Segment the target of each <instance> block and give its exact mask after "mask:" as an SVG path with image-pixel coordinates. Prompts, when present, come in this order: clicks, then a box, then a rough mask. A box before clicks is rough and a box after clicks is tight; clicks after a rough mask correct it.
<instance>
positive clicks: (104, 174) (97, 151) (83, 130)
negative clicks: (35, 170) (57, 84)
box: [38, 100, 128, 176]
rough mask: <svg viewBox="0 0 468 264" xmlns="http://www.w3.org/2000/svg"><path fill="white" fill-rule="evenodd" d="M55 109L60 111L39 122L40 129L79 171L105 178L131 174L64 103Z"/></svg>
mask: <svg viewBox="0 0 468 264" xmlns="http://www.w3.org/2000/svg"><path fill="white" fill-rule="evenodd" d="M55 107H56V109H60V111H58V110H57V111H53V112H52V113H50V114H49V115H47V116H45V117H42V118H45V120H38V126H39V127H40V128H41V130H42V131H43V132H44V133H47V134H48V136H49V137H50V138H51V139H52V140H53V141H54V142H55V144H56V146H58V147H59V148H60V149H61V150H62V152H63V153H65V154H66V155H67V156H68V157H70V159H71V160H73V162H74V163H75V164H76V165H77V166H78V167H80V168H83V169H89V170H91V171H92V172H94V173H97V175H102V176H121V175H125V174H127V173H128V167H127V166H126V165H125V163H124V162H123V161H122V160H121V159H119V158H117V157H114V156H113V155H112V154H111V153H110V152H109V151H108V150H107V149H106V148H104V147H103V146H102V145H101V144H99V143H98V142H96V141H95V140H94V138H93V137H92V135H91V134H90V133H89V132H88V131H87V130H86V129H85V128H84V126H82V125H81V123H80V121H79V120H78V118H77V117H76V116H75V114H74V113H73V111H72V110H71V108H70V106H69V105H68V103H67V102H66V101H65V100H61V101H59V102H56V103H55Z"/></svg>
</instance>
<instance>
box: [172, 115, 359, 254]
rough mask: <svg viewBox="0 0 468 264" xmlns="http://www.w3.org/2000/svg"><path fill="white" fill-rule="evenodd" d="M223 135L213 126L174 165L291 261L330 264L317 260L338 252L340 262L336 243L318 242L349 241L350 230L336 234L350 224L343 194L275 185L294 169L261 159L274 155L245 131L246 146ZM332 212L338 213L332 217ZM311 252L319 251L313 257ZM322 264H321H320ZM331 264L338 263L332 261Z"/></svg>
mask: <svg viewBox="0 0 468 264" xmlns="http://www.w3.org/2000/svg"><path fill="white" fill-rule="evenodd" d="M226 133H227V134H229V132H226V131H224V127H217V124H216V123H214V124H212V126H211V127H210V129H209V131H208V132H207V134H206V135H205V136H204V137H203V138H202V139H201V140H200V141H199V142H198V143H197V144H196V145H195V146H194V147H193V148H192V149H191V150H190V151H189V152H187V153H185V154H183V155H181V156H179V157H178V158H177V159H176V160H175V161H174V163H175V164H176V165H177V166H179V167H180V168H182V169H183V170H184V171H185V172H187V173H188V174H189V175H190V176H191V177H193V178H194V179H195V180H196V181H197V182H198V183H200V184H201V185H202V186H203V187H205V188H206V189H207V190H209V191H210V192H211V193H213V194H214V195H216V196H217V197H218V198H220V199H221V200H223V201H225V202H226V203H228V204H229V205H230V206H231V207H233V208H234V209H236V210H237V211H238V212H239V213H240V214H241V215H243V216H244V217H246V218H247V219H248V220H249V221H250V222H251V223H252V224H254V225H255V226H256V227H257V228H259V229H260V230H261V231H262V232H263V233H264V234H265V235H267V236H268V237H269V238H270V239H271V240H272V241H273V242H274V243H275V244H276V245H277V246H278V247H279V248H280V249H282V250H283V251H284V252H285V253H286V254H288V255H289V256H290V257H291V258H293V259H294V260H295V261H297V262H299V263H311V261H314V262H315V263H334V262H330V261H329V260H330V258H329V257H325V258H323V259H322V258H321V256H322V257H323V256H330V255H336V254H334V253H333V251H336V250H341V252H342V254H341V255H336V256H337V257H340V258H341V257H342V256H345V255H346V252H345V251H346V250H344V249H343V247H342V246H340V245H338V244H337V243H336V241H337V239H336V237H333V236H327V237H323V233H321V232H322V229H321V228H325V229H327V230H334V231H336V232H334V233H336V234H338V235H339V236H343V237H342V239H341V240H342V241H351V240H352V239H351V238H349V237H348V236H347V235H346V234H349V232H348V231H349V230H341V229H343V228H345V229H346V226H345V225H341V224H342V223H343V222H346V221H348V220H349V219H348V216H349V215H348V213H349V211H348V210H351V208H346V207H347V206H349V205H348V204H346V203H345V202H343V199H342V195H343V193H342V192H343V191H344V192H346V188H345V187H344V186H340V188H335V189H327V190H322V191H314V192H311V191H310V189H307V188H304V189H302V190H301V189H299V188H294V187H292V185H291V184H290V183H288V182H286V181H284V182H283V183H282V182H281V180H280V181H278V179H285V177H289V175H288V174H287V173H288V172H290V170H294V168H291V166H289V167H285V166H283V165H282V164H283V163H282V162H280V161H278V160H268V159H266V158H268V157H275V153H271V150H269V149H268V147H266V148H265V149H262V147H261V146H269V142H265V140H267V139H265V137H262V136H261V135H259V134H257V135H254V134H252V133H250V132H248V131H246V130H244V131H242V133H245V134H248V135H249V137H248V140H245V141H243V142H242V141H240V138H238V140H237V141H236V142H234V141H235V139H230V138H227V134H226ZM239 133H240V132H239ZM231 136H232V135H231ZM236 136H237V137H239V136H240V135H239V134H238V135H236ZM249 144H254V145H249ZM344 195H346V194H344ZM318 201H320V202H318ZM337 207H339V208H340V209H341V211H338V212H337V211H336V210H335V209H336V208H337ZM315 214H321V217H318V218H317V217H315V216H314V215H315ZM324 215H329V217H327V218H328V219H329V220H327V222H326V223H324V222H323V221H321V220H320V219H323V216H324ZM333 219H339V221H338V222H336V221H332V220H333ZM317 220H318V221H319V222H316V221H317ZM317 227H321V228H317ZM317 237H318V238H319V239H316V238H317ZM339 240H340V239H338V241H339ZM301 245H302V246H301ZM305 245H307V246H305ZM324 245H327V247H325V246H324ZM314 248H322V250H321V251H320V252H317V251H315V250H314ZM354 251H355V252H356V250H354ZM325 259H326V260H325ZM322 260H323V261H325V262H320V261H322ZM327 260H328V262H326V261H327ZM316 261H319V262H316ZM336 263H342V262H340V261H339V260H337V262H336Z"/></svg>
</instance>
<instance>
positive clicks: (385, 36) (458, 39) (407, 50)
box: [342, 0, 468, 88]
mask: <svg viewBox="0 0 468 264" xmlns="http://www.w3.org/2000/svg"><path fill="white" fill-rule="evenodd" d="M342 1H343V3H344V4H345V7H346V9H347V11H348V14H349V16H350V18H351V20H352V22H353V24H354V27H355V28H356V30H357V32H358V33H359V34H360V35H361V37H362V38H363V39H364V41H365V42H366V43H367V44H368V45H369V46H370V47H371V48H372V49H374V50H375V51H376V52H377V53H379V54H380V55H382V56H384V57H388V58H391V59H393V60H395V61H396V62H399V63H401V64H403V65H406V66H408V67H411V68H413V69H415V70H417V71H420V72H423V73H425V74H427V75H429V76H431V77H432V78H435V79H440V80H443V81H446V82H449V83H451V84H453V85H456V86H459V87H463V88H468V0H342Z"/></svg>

■ **Required action**
From the top of the listing above, restate each line word for word up to and including the line with "box: [38, 100, 128, 176]"; add nothing else.

■ **Response to this exercise**
Segment the target of each <instance> block and give its exact mask after "mask:" as an SVG path with image-pixel coordinates. Prompts, when present, come in this order: clicks, then a box, then a rough mask. A box before clicks is rough and a box after clicks is tight; clicks after a rough mask correct it.
<instance>
positive clicks: (104, 174) (97, 151) (83, 130)
negative clicks: (35, 170) (57, 84)
box: [38, 100, 128, 176]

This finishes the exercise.